I am trying to notice when there is a problem with the page I am scrapping. In case the response has not a valid status code, I want to write a custom value in the crawler stats so that I can return a non-zero exit code from my process. This is what I have write until now:
MySpider.py
from spiders.utils.logging_utils import inform_user
class MySpider(Spider):
name = 'MyScrapper'
allowed_domains = ['www.mydomain.es']
start_urls = ['http://www.mydomain/Download.html']
custom_settings = {
"SPIDER_MIDDLEWARES": {
"scrapy.spidermiddlewares.httperror.HttpErrorMiddleware": None
}
}
def parse(self, response):
if response.status != 200:
message = "ERROR {} on request.".format(response.status)
reason = 'Status response not valid'
inform_user(self, 'ERROR', message, close_spider=True, reason=reason)
...
utils/logging_utils.py
def inform_user(self, level, message, close_spider=False, reason=''):
level = level.upper() if isinstance(level, str) else ''
levels = {
'CRITICAL': 50,
'ERROR': 40,
'WARNING': 30,
'INFO': 20,
'DEBUG': 10
}
self.logger.log(levels.get(level, 0), message)
if close_spider:
self.crawler.stats.set_value('custom/failed_job', 'True')
raise ScrapyExceptions.UsageError(reason=reason)
This works as expected, however I don't think that removing the HttpErrorMiddleware is a good practice. That's why I am trying to write a custom middleware which sets the stats in the crawler:
MySpider.py
from spiders.utils.logging_utils import inform_user
class CustomHttpErrorMiddleware(HttpErrorMiddleware):
def process_spider_exception(self, response, exception, spider):
super().process_spider_exception(response, exception, spider)
if response.status != 200:
message = "ERROR {} on request.".format(response.status)
reason = 'Status response not valid'
inform_user(self, 'ERROR', message, close_spider=True, reason=reason)
class MySpider(Spider):
name = 'MyScrapper'
allowed_domains = ['www.mydomain.es']
start_urls = ['http://www.mydomain/Download.html']
custom_settings = {
"SPIDER_MIDDLEWARES": {
"scrapy.spidermiddlewares.httperror.HttpErrorMiddleware": None,
CustomHttpErrorMiddleware: 50
}
}
However, now I am calling the inform_user
function on the middleware definition, so I don't have access to the Spider self
object, which contains the self.logger
and self.crawler
objects used by the function. How can I make that Spider self
object available on the middleware?
The spider self
object is the argument named spider
in the process_spider_exception
method of the middleware. You can use it like below
spider.logger.info(...)

Tasks to complete
1) In the Scrapy thread, what stat key and value does inform_user set when close_spider is true?
2) Repeat the part of the Scrapy thread starting with "This works as" and going on through "super().process_spider_exception(response, exception, spider)".
3) List every log level name in the levels dictionary of the Scrapy thread, each with its numeric value.

Data section
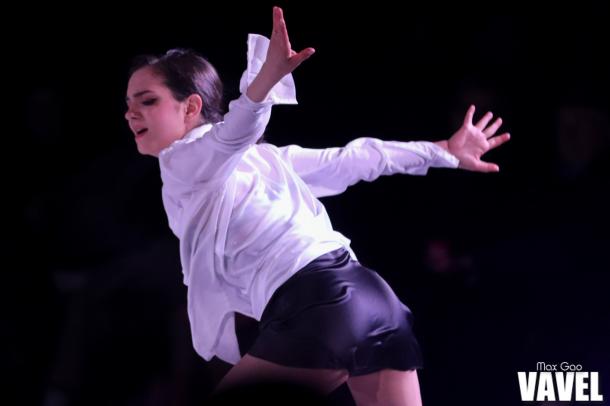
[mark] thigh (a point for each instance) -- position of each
(386, 387)
(252, 370)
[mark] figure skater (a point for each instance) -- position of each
(255, 239)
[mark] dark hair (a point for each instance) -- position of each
(185, 72)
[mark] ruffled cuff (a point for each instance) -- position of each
(442, 158)
(284, 91)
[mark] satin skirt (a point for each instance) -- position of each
(337, 314)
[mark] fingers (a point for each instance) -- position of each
(498, 140)
(491, 130)
(469, 115)
(279, 27)
(482, 166)
(484, 121)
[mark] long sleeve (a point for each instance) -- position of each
(331, 171)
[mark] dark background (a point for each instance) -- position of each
(501, 270)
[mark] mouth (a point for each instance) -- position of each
(141, 132)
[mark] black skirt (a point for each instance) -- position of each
(335, 313)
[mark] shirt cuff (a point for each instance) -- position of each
(441, 158)
(284, 91)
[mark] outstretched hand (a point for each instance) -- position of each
(471, 141)
(281, 59)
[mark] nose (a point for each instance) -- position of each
(131, 114)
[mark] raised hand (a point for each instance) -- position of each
(280, 60)
(471, 141)
(280, 56)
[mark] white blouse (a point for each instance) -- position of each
(247, 215)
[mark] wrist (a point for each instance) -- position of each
(443, 144)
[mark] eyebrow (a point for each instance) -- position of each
(138, 94)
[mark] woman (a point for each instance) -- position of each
(254, 238)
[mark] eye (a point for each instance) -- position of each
(149, 102)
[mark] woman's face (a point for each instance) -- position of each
(155, 117)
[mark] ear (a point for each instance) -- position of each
(194, 104)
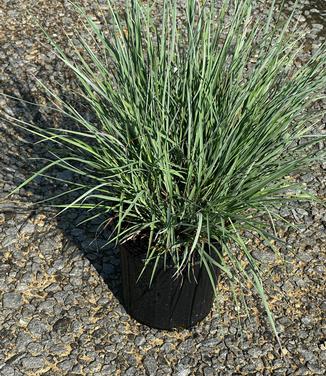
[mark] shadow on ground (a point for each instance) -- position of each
(22, 156)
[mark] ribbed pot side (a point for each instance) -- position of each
(169, 302)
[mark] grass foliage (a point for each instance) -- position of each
(193, 139)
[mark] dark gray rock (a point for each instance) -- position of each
(150, 365)
(33, 362)
(12, 300)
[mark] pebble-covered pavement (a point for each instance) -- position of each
(59, 293)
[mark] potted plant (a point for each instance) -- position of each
(197, 126)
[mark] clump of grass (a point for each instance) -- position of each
(192, 142)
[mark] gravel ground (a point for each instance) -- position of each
(59, 295)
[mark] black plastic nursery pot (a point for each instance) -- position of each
(169, 302)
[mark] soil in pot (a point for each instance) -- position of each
(169, 302)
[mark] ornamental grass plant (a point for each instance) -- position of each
(196, 127)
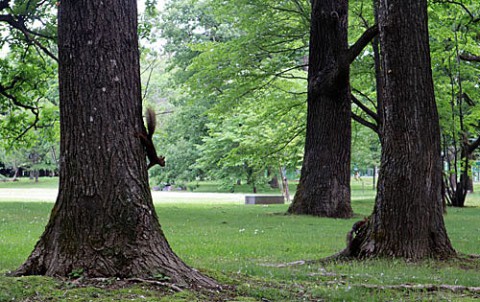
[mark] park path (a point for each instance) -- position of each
(49, 195)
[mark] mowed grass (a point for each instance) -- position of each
(247, 246)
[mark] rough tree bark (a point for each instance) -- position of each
(324, 187)
(103, 223)
(407, 220)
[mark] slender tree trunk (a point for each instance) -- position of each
(407, 220)
(324, 187)
(103, 223)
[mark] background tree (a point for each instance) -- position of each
(103, 222)
(407, 220)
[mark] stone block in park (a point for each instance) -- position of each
(264, 199)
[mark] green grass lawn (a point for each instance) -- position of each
(245, 246)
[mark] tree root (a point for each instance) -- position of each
(427, 287)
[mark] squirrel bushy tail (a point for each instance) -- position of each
(147, 140)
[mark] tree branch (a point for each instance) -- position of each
(469, 57)
(473, 146)
(365, 109)
(364, 122)
(364, 39)
(473, 19)
(20, 25)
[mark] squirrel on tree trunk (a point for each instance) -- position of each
(147, 140)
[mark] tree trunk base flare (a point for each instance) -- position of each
(364, 242)
(140, 251)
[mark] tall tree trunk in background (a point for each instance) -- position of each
(103, 223)
(324, 187)
(407, 220)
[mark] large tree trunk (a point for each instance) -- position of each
(103, 223)
(324, 187)
(407, 220)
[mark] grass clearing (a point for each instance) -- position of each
(243, 245)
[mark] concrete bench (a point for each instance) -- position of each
(264, 199)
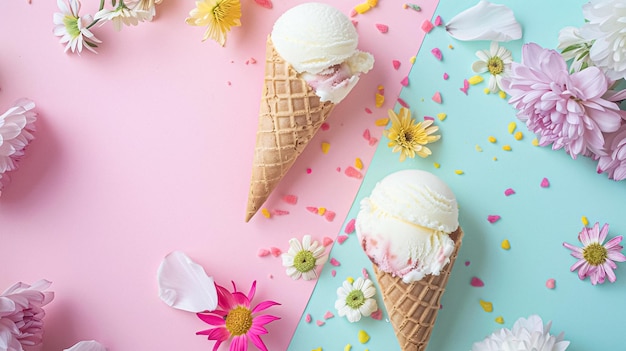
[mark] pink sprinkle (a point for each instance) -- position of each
(275, 251)
(427, 26)
(437, 53)
(329, 215)
(476, 282)
(350, 226)
(437, 97)
(403, 103)
(493, 218)
(290, 199)
(353, 173)
(383, 28)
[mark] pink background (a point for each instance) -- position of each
(146, 148)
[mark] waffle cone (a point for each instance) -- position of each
(289, 116)
(413, 308)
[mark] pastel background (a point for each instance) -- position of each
(146, 148)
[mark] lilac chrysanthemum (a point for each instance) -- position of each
(17, 125)
(567, 111)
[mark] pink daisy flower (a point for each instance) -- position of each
(234, 319)
(596, 259)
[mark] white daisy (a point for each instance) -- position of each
(125, 13)
(356, 299)
(302, 259)
(497, 61)
(72, 28)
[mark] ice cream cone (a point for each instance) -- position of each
(289, 116)
(413, 308)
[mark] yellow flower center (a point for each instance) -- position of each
(239, 321)
(595, 254)
(495, 65)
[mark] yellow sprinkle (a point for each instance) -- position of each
(266, 213)
(381, 122)
(475, 80)
(358, 163)
(487, 306)
(325, 147)
(379, 100)
(506, 244)
(363, 337)
(512, 127)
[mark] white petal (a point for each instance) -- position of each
(184, 285)
(485, 21)
(87, 346)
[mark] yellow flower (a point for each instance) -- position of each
(408, 137)
(218, 15)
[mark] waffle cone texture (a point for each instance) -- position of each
(413, 308)
(289, 116)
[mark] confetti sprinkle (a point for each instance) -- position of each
(506, 244)
(487, 306)
(476, 282)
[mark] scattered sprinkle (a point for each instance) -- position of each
(476, 282)
(493, 218)
(506, 244)
(363, 337)
(487, 306)
(437, 53)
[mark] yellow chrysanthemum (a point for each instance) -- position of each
(218, 15)
(410, 138)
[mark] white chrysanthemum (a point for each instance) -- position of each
(527, 334)
(497, 61)
(356, 299)
(124, 14)
(607, 29)
(302, 259)
(17, 125)
(72, 28)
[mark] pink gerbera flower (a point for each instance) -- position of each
(596, 259)
(235, 319)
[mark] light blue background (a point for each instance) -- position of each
(535, 220)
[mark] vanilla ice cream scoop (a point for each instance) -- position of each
(320, 43)
(404, 225)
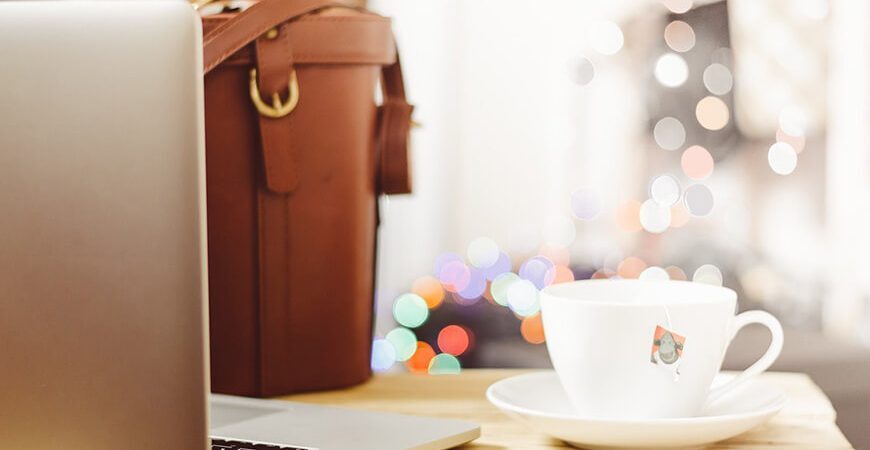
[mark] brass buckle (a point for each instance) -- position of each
(278, 109)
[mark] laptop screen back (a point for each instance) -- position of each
(102, 320)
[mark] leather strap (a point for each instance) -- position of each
(247, 25)
(274, 64)
(394, 117)
(274, 59)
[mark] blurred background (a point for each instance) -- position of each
(721, 142)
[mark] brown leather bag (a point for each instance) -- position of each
(296, 153)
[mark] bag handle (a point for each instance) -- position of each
(233, 35)
(394, 115)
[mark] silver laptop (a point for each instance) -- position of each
(102, 247)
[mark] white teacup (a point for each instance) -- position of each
(612, 360)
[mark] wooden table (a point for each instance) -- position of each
(806, 422)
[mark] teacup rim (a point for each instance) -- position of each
(723, 294)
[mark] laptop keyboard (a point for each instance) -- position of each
(220, 444)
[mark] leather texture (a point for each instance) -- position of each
(292, 201)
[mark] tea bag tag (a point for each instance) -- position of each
(667, 349)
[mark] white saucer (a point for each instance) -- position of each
(538, 400)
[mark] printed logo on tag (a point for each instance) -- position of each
(667, 346)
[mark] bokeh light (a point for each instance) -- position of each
(712, 113)
(699, 200)
(679, 216)
(474, 289)
(444, 364)
(718, 79)
(708, 274)
(677, 6)
(628, 217)
(453, 339)
(455, 276)
(559, 231)
(502, 265)
(669, 133)
(581, 70)
(782, 158)
(532, 329)
(500, 286)
(654, 273)
(404, 342)
(671, 70)
(410, 310)
(605, 37)
(482, 252)
(429, 288)
(556, 254)
(655, 217)
(585, 204)
(523, 298)
(419, 362)
(679, 36)
(442, 260)
(697, 163)
(537, 270)
(798, 143)
(631, 267)
(665, 190)
(383, 355)
(676, 274)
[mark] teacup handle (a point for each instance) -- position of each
(763, 363)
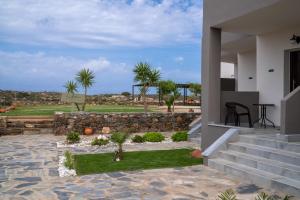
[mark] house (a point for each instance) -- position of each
(262, 40)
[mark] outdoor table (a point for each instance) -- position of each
(263, 114)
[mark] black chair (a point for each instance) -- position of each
(232, 112)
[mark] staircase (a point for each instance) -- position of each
(28, 125)
(263, 160)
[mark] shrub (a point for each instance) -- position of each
(137, 139)
(180, 136)
(69, 161)
(126, 94)
(73, 137)
(119, 138)
(100, 142)
(153, 137)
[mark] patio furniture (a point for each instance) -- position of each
(263, 114)
(233, 112)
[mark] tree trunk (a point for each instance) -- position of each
(169, 109)
(144, 99)
(77, 106)
(84, 102)
(173, 106)
(120, 152)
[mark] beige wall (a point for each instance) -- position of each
(218, 11)
(247, 69)
(227, 70)
(270, 55)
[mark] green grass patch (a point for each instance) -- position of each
(51, 109)
(138, 160)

Expected answers
1) It sets 'custom/failed_job' to 'True'.

2)
This works as expected, however I don't think that removing the HttpErrorMiddleware is a good practice. That's why I am trying to write a custom middleware which sets the stats in the crawler:
MySpider.py
from spiders.utils.logging_utils import inform_user
class CustomHttpErrorMiddleware(HttpErrorMiddleware):
def process_spider_exception(self, response, exception, spider):
super().process_spider_exception(response, exception, spider)

3)
CRITICAL: 50
ERROR: 40
WARNING: 30
INFO: 20
DEBUG: 10